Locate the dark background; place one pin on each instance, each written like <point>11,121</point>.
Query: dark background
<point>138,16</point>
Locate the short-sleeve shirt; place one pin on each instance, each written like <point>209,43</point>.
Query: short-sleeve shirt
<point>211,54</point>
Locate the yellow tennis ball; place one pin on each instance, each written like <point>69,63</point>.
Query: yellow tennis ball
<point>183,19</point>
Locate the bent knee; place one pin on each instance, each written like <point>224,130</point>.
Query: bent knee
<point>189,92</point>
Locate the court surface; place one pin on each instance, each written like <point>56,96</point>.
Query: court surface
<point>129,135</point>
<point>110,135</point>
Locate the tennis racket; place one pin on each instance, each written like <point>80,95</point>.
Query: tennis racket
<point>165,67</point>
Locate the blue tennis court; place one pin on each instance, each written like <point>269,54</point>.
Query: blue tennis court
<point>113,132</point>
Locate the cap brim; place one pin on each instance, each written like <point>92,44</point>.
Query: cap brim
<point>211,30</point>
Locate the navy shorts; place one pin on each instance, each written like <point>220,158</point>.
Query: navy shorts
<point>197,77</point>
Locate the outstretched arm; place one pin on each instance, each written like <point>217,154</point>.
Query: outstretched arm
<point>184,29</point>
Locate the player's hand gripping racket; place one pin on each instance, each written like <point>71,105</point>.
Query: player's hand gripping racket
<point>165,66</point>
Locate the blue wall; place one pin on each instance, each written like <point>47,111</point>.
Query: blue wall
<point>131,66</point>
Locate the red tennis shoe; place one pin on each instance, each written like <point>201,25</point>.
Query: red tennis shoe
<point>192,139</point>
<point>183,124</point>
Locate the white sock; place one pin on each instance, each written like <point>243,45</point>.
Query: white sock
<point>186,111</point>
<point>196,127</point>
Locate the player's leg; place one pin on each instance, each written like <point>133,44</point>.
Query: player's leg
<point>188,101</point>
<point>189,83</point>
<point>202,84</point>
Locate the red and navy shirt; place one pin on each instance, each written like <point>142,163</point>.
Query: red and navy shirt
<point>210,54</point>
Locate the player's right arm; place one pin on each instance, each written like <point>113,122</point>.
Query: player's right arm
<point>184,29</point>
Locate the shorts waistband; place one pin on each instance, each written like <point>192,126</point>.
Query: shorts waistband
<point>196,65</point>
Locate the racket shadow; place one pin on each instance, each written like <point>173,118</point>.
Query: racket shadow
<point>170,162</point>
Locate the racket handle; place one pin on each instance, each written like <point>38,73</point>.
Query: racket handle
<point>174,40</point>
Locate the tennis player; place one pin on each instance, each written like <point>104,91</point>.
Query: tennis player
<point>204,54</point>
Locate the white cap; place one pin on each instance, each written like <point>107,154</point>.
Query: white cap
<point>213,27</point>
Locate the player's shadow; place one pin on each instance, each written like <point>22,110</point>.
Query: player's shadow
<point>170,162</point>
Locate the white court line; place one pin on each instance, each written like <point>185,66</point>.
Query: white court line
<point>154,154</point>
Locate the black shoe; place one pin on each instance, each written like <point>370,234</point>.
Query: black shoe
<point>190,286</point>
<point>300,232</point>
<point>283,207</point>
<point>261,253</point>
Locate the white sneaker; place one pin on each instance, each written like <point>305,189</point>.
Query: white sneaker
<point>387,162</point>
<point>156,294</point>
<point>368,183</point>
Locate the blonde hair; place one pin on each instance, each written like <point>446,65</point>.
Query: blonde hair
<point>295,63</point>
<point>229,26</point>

▬▬▬

Turn every line of the items above into a JSON list of strings, one string per line, with blank lines left out.

[
  "Locate the dark background; place one pin on each instance, each written like <point>11,121</point>.",
  "Query: dark background",
  "<point>138,16</point>",
  "Locate the short-sleeve shirt; place one pin on each instance, each written like <point>209,43</point>.",
  "Query: short-sleeve shirt",
  "<point>211,54</point>",
  "Locate the yellow tennis ball; place one pin on each instance, each written like <point>69,63</point>.",
  "Query: yellow tennis ball",
  "<point>183,19</point>",
  "Locate the bent knee; place one pin on each instance, each written like <point>224,130</point>.",
  "Query: bent knee",
  "<point>189,92</point>",
  "Locate the court surface; place one pin on each instance, each written like <point>56,96</point>.",
  "Query: court surface",
  "<point>129,135</point>",
  "<point>110,135</point>",
  "Locate the tennis racket; place one pin on each instance, each written like <point>80,95</point>.",
  "Query: tennis racket",
  "<point>165,67</point>",
  "Locate the blue tennis court; place one pin on each instance, each written like <point>269,54</point>.",
  "Query: blue tennis court",
  "<point>113,132</point>",
  "Locate the cap brim; place one pin on each instance, each written like <point>92,44</point>.",
  "Query: cap brim",
  "<point>211,30</point>",
  "Locate the navy shorts; place one pin on each instance, each written like <point>220,158</point>.",
  "Query: navy shorts",
  "<point>197,77</point>",
  "Locate the outstretched arm; place one pin on each instance, each written like <point>217,154</point>.",
  "Query: outstretched arm",
  "<point>184,29</point>",
  "Locate the player's hand gripping racket; place one pin on each instance, each written like <point>71,105</point>.",
  "Query: player's hand gripping racket",
  "<point>165,66</point>",
  "Locate the blue wall; place one pin on each instance, each written like <point>47,111</point>.",
  "Query: blue wall",
  "<point>131,66</point>",
  "Locate the red tennis shoe; place one pin on each instance, each written like <point>201,25</point>.",
  "Query: red tennis shoe",
  "<point>192,139</point>",
  "<point>183,124</point>",
  "Locate the white sock; place one pin on each instance, each written like <point>243,45</point>.",
  "Query: white sock",
  "<point>186,111</point>",
  "<point>196,127</point>",
  "Locate the player's leg; place one pin on each instance, each written like <point>133,44</point>.",
  "Query: player's leg",
  "<point>188,101</point>",
  "<point>189,83</point>",
  "<point>202,84</point>",
  "Locate the red and navy shirt; place one pin on each instance, each written like <point>142,163</point>.",
  "Query: red and navy shirt",
  "<point>210,54</point>",
  "Locate the player's right arm; place one pin on each instance, each written like <point>113,122</point>.",
  "Query: player's right arm",
  "<point>184,29</point>",
  "Locate the shorts waistband; place one pin on each instance, each written like <point>192,126</point>.",
  "Query: shorts waistband",
  "<point>196,65</point>",
  "Locate the racket shadow; place one pin on each instance, each written like <point>173,118</point>.",
  "Query: racket shadow",
  "<point>170,162</point>",
  "Locate the racket handle; place one pin on each instance, each written like <point>38,73</point>.",
  "Query: racket handle",
  "<point>174,40</point>",
  "Locate the tennis player; place one pin on each instance, each written like <point>104,91</point>.",
  "Query: tennis player",
  "<point>204,54</point>",
  "Locate the white cap; place one pin on each instance, each written like <point>107,154</point>.",
  "Query: white cap",
  "<point>213,27</point>",
  "Locate the player's shadow; place one pin on each instance, each written like <point>22,110</point>.",
  "Query: player's shadow",
  "<point>170,162</point>",
  "Locate the white court line; place one pin on each instance, each written like <point>185,66</point>.",
  "Query: white court line",
  "<point>154,154</point>",
  "Locate the black shoe; place one pin on each instance, each written like <point>370,234</point>.",
  "Query: black shoe",
  "<point>190,286</point>",
  "<point>300,232</point>",
  "<point>283,207</point>",
  "<point>261,253</point>",
  "Locate the white sneaker; place one pin on each instance, each written like <point>305,189</point>.",
  "Query: white sneaker",
  "<point>387,162</point>",
  "<point>156,294</point>",
  "<point>368,183</point>",
  "Locate the blonde hair; place one pin on each instance, each written like <point>446,65</point>.",
  "Query: blonde hair",
  "<point>295,63</point>",
  "<point>229,26</point>"
]